§ THE EXERCISE
Return each line in the records below that contains the word "dark".

(Annotated coordinate records)
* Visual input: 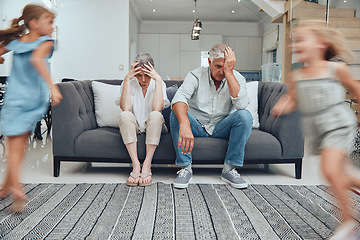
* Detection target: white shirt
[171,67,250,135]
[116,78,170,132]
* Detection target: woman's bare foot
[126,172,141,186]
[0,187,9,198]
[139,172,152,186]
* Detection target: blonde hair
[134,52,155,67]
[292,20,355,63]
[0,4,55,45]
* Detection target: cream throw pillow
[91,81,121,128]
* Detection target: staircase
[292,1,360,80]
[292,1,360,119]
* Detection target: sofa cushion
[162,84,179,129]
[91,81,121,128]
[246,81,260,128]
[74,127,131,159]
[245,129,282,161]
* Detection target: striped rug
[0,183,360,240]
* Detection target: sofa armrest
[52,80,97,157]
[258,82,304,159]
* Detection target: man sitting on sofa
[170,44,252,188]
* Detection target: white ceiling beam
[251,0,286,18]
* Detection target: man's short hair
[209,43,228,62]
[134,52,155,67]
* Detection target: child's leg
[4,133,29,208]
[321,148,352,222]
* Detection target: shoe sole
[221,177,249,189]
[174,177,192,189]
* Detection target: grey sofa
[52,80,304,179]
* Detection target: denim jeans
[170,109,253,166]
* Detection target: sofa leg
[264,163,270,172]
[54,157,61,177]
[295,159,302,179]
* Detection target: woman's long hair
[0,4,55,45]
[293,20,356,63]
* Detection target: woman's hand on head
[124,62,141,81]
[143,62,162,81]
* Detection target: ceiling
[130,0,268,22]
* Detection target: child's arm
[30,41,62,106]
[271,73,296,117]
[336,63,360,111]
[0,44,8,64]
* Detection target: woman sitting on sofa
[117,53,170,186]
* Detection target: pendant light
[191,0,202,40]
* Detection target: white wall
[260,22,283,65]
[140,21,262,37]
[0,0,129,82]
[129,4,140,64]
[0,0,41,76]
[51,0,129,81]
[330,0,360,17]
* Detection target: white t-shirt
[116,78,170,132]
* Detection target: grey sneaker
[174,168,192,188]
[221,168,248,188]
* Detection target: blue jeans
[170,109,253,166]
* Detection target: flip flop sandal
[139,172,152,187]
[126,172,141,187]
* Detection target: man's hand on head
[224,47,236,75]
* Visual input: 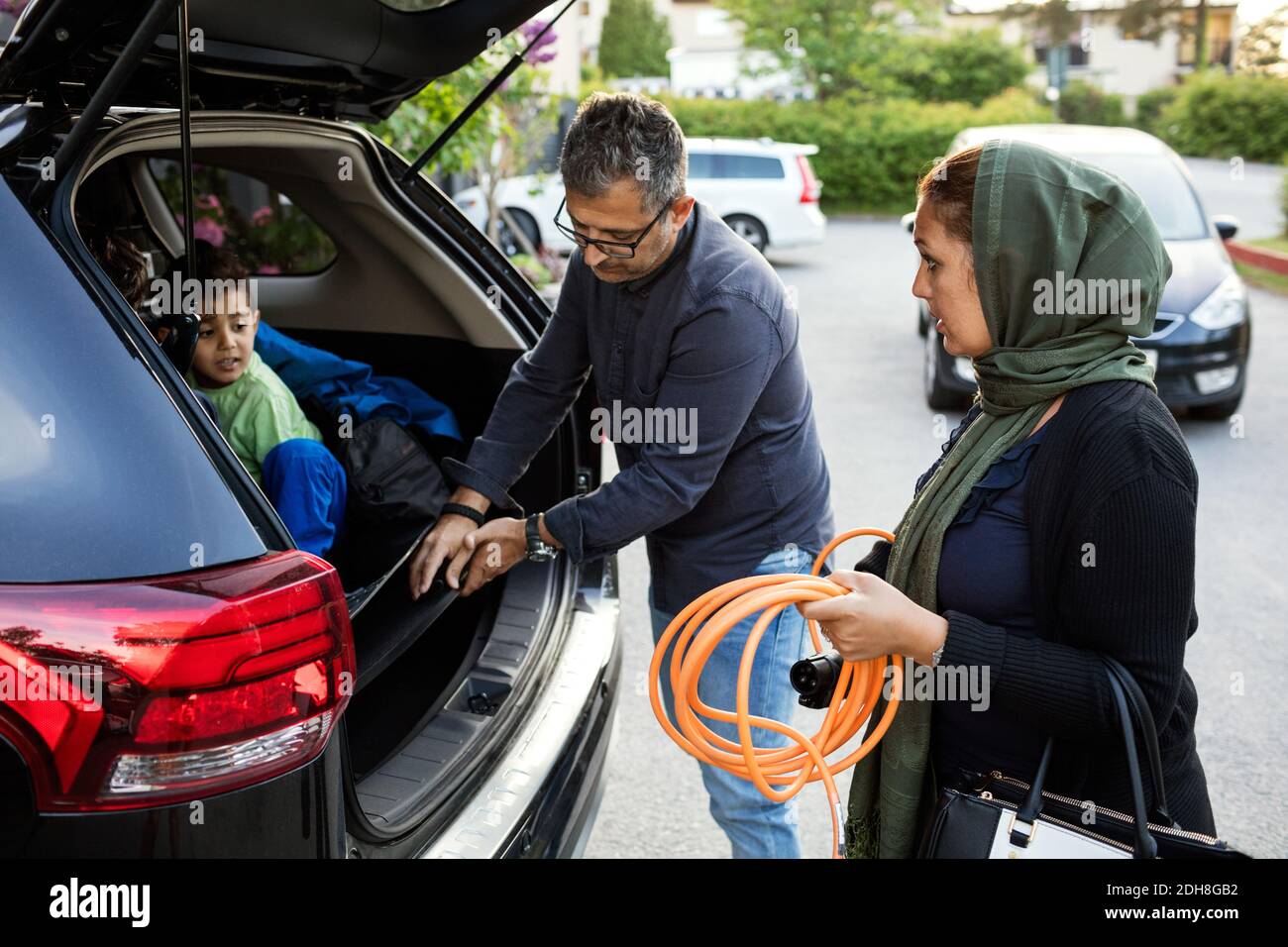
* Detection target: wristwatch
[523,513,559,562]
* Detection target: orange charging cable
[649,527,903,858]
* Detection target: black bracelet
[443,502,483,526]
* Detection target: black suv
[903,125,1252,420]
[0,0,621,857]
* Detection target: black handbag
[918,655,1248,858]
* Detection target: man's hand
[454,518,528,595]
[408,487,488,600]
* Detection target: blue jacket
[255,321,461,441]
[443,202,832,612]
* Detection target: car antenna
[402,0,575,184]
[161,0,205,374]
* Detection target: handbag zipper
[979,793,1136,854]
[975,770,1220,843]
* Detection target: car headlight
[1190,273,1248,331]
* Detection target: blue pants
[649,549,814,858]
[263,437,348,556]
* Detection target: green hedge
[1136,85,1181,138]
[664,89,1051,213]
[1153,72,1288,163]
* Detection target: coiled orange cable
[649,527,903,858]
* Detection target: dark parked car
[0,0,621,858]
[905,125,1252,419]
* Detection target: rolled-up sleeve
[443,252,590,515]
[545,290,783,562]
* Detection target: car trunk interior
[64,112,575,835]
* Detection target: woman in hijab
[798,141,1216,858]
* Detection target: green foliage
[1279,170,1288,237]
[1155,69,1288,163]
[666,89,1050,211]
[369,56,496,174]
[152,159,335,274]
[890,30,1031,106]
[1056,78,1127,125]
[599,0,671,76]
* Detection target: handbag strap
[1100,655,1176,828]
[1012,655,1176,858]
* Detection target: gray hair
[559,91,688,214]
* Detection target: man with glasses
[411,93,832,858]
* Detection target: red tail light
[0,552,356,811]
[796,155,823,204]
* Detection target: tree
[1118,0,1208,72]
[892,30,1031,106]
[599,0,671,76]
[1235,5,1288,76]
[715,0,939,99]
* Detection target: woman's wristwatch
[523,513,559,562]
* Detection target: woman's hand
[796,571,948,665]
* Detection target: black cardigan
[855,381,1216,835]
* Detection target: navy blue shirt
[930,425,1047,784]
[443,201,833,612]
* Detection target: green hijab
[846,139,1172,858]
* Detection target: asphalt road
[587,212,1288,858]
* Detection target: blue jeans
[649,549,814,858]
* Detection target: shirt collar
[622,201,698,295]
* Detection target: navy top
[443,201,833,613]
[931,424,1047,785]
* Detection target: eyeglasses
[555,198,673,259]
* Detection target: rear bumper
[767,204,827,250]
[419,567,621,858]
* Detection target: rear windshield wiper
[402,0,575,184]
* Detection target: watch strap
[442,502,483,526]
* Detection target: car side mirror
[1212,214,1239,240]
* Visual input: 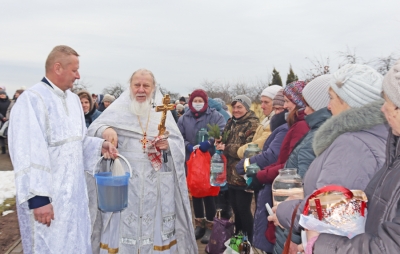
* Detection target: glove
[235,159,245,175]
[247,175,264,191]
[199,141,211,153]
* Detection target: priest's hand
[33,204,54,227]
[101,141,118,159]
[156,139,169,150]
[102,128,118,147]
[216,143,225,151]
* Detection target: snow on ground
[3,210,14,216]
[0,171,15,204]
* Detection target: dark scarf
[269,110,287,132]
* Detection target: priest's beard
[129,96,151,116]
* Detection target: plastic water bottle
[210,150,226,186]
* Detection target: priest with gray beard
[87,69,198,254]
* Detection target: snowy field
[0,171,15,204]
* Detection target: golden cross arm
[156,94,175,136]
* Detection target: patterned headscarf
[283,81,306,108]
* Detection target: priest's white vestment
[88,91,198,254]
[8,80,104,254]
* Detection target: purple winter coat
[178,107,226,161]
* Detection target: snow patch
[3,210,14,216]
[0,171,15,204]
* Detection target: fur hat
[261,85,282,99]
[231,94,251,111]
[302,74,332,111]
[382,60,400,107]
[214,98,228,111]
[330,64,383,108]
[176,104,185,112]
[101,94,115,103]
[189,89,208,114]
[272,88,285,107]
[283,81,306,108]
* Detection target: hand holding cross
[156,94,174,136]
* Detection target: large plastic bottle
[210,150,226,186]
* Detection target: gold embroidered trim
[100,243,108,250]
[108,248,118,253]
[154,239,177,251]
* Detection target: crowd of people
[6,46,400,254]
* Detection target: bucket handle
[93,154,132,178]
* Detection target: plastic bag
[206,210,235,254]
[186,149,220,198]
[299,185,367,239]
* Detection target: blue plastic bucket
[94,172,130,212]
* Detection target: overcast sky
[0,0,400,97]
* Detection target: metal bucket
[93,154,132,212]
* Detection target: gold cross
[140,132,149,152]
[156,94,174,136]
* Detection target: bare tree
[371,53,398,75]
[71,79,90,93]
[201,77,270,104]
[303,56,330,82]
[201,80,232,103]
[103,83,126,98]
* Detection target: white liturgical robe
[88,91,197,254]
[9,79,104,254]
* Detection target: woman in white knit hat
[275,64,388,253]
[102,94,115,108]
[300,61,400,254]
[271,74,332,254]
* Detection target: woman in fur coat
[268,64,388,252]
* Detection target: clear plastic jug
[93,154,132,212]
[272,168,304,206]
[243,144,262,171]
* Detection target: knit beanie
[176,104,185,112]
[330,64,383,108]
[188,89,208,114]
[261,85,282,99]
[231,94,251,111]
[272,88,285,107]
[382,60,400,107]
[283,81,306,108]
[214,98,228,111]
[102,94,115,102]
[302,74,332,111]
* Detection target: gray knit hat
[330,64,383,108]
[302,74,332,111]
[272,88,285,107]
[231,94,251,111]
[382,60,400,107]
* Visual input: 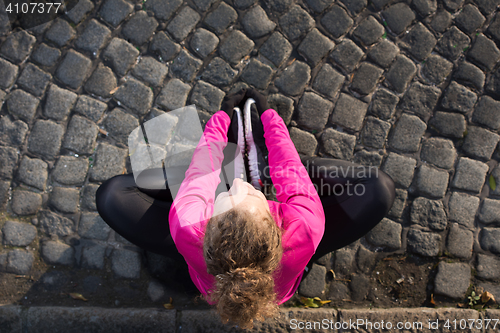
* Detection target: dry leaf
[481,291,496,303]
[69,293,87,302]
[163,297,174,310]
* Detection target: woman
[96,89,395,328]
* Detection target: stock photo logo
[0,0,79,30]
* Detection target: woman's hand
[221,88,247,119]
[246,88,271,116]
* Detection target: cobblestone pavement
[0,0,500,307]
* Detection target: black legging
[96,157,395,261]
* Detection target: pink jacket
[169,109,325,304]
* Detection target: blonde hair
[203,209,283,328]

==

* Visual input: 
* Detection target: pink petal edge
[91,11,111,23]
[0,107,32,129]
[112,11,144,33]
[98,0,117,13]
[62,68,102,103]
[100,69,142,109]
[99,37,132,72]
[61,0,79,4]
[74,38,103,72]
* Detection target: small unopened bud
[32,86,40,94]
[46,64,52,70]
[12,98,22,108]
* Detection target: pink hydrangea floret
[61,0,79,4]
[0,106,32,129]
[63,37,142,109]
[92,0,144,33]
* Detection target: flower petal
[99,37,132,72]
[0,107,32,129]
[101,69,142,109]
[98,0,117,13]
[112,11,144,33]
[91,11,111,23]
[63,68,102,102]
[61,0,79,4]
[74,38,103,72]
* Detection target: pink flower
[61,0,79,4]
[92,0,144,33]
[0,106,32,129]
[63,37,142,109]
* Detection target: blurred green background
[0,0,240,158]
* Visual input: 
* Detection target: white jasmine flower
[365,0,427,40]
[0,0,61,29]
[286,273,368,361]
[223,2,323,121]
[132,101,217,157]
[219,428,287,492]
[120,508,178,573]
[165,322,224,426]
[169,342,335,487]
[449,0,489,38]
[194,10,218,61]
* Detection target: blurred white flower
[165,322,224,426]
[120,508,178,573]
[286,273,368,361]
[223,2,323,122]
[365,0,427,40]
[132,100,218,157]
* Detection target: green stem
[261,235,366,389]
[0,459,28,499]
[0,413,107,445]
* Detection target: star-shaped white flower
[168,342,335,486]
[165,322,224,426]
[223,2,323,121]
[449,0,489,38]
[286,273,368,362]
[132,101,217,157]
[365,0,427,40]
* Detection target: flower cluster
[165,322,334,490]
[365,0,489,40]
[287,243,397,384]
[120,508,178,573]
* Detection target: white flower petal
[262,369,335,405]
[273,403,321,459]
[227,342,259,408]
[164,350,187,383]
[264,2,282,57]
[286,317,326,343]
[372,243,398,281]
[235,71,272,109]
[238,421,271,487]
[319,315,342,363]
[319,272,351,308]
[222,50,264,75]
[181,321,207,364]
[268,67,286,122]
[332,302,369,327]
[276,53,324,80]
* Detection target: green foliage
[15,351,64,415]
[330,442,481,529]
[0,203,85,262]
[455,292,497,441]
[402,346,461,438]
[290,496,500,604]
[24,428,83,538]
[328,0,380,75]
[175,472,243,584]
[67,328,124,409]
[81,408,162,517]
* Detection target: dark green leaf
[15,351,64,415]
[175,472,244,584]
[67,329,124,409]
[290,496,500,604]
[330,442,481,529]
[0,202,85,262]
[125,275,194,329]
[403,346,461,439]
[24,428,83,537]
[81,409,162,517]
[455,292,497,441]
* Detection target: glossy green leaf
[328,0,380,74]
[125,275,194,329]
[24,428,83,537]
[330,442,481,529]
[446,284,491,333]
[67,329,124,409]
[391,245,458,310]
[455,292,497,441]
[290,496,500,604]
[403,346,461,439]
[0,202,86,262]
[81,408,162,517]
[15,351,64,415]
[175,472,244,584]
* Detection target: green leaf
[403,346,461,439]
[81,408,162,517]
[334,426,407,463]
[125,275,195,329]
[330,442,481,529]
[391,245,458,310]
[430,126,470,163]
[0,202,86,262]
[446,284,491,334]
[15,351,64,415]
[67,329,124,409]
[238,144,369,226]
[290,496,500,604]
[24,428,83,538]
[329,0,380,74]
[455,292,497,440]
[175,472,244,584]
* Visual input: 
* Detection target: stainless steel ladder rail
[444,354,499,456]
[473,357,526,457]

§ SOLUTION TO THIS PROBLEM
* Detection target: dark parked car
* Detection target: dark scarf
* Detection target: dark green leaf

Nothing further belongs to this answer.